Update the rows below by putting "Finds" wherever "Locates" appears, and leave everything else as it is.

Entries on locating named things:
**********
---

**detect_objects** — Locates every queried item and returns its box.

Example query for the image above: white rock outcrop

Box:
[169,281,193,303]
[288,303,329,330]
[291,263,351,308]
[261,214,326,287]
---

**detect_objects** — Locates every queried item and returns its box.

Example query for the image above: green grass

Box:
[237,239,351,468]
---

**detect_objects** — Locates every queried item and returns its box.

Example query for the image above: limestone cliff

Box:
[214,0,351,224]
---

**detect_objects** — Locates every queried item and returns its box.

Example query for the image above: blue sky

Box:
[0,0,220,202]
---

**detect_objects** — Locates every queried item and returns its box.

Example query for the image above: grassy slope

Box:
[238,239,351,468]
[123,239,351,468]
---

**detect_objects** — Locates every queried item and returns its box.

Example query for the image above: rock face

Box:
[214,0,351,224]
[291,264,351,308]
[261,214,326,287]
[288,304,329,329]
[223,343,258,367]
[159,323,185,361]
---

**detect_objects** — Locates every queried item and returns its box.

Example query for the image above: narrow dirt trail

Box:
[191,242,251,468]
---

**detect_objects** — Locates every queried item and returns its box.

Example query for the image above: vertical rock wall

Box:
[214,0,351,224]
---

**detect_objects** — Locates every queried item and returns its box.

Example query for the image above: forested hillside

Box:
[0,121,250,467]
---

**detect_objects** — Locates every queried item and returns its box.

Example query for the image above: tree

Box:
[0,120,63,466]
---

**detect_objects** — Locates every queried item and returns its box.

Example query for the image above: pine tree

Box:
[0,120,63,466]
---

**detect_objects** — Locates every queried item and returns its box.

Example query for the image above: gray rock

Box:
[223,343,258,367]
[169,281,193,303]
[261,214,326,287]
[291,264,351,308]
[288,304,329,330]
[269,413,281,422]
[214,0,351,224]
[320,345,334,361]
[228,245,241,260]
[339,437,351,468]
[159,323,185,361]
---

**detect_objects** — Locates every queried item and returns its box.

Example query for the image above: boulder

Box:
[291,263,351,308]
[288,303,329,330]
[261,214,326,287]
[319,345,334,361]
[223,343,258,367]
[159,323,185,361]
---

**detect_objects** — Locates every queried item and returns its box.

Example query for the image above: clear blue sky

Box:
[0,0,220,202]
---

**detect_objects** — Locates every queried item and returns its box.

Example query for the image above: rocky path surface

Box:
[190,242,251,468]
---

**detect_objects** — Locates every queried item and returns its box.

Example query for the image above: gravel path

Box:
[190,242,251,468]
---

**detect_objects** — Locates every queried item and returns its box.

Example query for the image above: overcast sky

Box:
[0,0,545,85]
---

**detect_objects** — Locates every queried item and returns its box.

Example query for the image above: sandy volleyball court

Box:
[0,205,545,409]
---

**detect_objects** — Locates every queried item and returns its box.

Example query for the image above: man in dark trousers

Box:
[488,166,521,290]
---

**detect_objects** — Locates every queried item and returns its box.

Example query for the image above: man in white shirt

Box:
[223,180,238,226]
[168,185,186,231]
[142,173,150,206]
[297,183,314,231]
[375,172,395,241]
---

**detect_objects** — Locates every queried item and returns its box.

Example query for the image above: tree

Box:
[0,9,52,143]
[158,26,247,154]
**********
> [Solution to this task]:
---

**detect_objects** — Finds every queried item and returns its box.

Example query for the image above: white rock outcrop

Box:
[169,281,193,303]
[288,303,329,330]
[291,263,351,308]
[261,214,326,287]
---

**detect_objects** — Finds every queried item and returns its box.

Example query for the image above: green grass

Box:
[237,239,351,468]
---

**detect_objects** — Finds every queried item and returns its box.

Example query for the image above: limestone cliff

Box:
[214,0,351,224]
---

**detect_objects** — Finds every queried item and returns its box.

Example query for the image above: blue sky

Box:
[0,0,220,202]
---

**detect_objects** — Finds every queried item and returns its box.

Example query for the image above: grassy slope

Box:
[238,239,351,468]
[123,239,351,468]
---

**detect_objects** — Finds every queried item and returns its box.

Example query for the image above: rock face

Box:
[214,0,351,224]
[291,264,351,308]
[261,214,326,287]
[288,304,329,329]
[223,343,258,367]
[159,323,185,361]
---

**detect_objects** — Finds every queried item and returns its box.

Example query for the image above: narrow dirt trail

Box:
[191,242,251,468]
---

**detect_objects** — Finds every queried item and returns its box.

Example query for the image above: vertical rock wall

Box:
[214,0,351,224]
---

**detect_objects** — Finds every queried item and returns its box.

Example query for the image above: forested hillside

Box:
[0,121,250,467]
---

**detect_objects** — Finds every queried item and returns its box.

Example query for the image above: tree

Box:
[0,120,63,466]
---

**detect_objects** — Finds every queried item and returns its box.

Example query for the image above: pine tree

Box:
[0,120,63,466]
---

**detect_objects** — Finds every queried item and returns its box.

Example query for the image above: gray rock

Box:
[223,343,258,367]
[169,281,193,303]
[261,214,326,287]
[291,264,351,308]
[288,304,329,330]
[269,413,281,422]
[214,0,351,224]
[320,345,334,361]
[228,245,241,260]
[339,437,351,468]
[159,323,185,361]
---

**detect_objects** — Finds every queried item and returns its box.

Example query for the image above: boulder

Box:
[291,263,351,308]
[288,303,329,330]
[261,214,326,287]
[319,345,334,361]
[223,343,258,367]
[159,323,185,361]
---

**detect_objects** — Finds every queried item and returns its box.

Example query for the image above: clear blue sky

Box:
[0,0,220,202]
---

**detect_objects** — Finds every queried item and returns its box.

Example query for the image above: rocky path surface

Box:
[190,242,251,468]
---

**detect_objects** — Finds every queried item and returns its box.

Example query for the image above: gravel path

Box:
[190,242,251,468]
---

**detect_objects** — Finds every queried item and returns its box.

Example query for the image above: overcast sky

Box:
[0,0,545,85]
---

**detect_objects** — Finds every queried item and returns its box.

Example query for the image above: sandy volleyball court

Box:
[0,205,545,409]
---

**detect_objects** — Finds every queried item and returns its box.

Example query for the image above: man in dark trousers

Box:
[488,166,521,290]
---

**detect_objects** — Finds every queried item and returns its box.

Example query for the image above: man in white shirt

Box:
[223,180,238,226]
[168,185,186,231]
[142,173,150,206]
[297,183,314,231]
[375,172,395,241]
---

**detect_objects** — Finds every queried item and returns its box.

Example query for the image above: tree

Box:
[0,9,52,143]
[158,26,247,154]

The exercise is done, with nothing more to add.